- [What you are asked to do]:
Extend the UNICEF remarks on the humanitarian situation in Syria, picking up after their final sentence.

UNICEF Executive Director Henrietta Fore's remarks at the Security Council briefing on the humanitarian situation in Syria

As Delivered

29 March 2021
ED speaking
UNICEF

Thank you, Mr. President, and I am thankful to be briefing with Under-Secretary Lowcock and Dr. Ballour.

Council members — this year marks an anniversary no one wanted to see: the 10th year of the Syria crisis.

Homes, hospitals, schools and water systems destroyed.

An economic crisis — the worst in Syria’s history — plunging 90 per cent of the population into poverty.

Humanitarian law flouted with impunity.

Millions internally displaced or fleeing across Syrian borders.

And shocking violence that has killed or injured a verified 12,000 children — and likely many more — since the fighting has begun. Last week, a 10-year-old boy was killed in the Al-Atareb area, in yet another attack on a hospital.

Tragedy upon tragedy for a once-beautiful country rendered unrecognizable today. I visited East Ghouta, a once beautiful neighbourhood, shelled and crumbling.

And for a generation of children growing up knowing nothing but war.

Across Syria, nearly 90 per cent of children now require humanitarian assistance.

3.2 million inside of Syria and neighbouring countries are out-of-school. They’re vulnerable to violence, exploitation, early marriage, child labour or being forced to join the fighting. The number of families reporting that their children were suffering from psychological distress has doubled in the last year.

Attacks are decimating vital support systems. In 2019 alone, 46 attacks were recorded on water facilities, disrupting water access for families in desperate need. The constant disruption of the Alouk water station in Hassakeh, which serves nearly half a million people, is forcing civilians to rely on unsafe water — exposing them to deadly waterborne diseases. 

A deepening economic crisis is placing adequate nutrition out of reach for millions of families, something that Mark was speaking about. Last year saw the highest number of food-insecure people in the country’s history.

In some areas of the northwest, acute malnutrition is approaching the emergency threshold of 15 per cent among displaced children and in hard-to-reach areas and camps. While the world watches, half a million stunted children across Syria are being robbed of their full potential from a very early age.  

This will never be able to change for them, to regrow healthy brains, or healthy strong bones, if they are starved in the first three to five years of their lives. Children cannot wait.

In the northeast, more than 37,000 children are languishing in the al-Hol and al-Roj camps. Over 800 children are in detention centres and prisons.

- [Dataset entries]:

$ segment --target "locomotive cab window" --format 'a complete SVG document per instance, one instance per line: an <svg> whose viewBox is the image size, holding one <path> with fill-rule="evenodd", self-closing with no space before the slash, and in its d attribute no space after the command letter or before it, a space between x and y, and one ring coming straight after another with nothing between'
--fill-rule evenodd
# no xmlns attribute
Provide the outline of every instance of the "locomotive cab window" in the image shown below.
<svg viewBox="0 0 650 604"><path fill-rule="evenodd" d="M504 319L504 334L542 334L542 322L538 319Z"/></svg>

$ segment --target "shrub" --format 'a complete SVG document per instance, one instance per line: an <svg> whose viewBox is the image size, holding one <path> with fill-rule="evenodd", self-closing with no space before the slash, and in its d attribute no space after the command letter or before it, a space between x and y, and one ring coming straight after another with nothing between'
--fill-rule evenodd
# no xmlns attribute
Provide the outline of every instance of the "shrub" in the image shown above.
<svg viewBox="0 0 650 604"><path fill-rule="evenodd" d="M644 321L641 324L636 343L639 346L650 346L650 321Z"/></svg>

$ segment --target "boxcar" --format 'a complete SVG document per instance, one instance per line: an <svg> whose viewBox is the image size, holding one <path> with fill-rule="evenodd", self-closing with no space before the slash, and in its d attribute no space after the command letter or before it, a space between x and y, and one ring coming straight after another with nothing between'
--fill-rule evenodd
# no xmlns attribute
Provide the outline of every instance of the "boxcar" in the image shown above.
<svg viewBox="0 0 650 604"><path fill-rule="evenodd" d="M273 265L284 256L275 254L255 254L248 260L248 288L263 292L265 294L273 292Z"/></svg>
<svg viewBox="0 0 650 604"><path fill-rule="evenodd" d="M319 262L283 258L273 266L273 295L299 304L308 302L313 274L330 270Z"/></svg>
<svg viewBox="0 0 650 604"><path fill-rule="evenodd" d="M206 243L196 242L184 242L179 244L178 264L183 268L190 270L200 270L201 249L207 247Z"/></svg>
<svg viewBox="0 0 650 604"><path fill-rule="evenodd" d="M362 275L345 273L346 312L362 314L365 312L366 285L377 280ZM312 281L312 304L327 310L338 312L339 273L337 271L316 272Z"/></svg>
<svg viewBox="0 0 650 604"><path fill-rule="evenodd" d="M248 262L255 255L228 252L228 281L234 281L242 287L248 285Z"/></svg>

- [Answer for this exercise]:
And in the southeast, 11,000 people — half children — are living in the Rukban camp under worsening conditions. Including a lack of food and medicine, and growing concerns about the spread of COVID-19.

Across Syria, nearly 48,000 COVID-19 cases have been reported. With only limited testing available, this number is likely much higher.

And the war’s ripple effect on Syria’s neighbours — including Jordan, Lebanon, Iraq, Egypt and Turkey — is affecting host and refugee communities alike, and straining economies and services. And straining emotions, patience and generosity.

With the rest of the UN family and our partners, our teams are providing health care — like 900,000 routine vaccinations for children last year. Psychosocial support. Education. Water. Cash assistance. Information on how people can stay safe during COVID-19. And equitable access to the vaccines.

Tomorrow’s donors’ conference in Brussels will be a chance to renew global support in key areas — this includes education, which I’ll highlight as a critical need. And an appeal for funding to urgently close the gap in support in northwest Syria, where the needs are the greatest.

But beyond funding, we need the Council’s help in four areas:

Mr. President,

First — UNICEF and our partners need regular access to northwest Syria to provide lifesaving humanitarian assistance.

The twelve-month renewal provided a necessary window to help people in desperate need.

But the needs, as Mark has said, are multiplying. In the last year, we’ve seen a 20 per cent increase in the number of people needing humanitarian assistance in the northwest. Over 55,000 children are acutely malnourished and will face dire consequences without the continuation of access and humanitarian assistance.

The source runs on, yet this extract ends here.